▸ **WORK TO COMPLETE**
Please gather and copy every line of the listing below that contains the word "dark".

(Records)
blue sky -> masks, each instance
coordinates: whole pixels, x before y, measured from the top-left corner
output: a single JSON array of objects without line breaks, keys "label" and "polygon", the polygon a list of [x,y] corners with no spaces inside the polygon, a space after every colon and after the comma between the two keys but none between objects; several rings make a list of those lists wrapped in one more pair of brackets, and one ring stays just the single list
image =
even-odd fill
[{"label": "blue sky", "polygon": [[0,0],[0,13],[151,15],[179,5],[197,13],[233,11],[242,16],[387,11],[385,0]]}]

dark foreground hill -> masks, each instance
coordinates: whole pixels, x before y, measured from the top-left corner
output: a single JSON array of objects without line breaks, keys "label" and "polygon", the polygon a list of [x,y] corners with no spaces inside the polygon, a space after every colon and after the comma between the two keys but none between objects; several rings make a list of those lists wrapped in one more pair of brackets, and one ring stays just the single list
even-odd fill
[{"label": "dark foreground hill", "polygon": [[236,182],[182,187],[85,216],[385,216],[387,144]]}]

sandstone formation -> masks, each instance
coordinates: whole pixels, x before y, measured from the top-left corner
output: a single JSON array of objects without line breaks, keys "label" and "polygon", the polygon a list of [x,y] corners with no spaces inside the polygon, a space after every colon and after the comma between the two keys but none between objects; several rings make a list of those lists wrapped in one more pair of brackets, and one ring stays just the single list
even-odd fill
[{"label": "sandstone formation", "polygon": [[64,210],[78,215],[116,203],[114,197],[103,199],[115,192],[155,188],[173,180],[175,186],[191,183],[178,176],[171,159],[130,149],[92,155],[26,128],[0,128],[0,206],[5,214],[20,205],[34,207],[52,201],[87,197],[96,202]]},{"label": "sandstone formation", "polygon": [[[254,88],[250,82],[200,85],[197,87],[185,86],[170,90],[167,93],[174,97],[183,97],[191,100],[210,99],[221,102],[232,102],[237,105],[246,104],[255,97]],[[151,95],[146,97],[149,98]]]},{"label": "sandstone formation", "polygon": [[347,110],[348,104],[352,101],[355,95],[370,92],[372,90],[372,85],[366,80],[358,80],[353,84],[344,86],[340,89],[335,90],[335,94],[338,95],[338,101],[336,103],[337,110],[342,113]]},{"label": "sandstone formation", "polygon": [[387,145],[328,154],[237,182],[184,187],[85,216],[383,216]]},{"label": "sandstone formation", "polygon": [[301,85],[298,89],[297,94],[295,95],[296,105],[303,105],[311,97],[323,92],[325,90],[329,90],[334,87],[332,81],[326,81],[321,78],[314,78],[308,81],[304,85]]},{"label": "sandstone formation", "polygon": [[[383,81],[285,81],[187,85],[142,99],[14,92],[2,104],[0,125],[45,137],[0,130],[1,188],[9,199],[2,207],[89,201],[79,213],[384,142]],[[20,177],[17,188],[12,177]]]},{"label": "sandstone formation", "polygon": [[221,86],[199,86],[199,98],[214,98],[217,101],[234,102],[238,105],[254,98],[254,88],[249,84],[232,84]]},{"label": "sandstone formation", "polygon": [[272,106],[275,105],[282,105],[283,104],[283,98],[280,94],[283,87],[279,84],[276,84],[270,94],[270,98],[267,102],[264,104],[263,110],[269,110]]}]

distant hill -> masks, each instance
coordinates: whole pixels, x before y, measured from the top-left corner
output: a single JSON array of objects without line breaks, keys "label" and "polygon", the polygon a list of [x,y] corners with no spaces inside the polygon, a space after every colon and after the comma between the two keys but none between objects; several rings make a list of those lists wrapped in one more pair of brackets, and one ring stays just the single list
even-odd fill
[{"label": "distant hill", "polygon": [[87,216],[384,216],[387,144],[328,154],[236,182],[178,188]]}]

▸ **SOLVED EXERCISE**
dark foreground hill -> masks, each instance
[{"label": "dark foreground hill", "polygon": [[236,182],[182,187],[85,216],[385,216],[387,144]]}]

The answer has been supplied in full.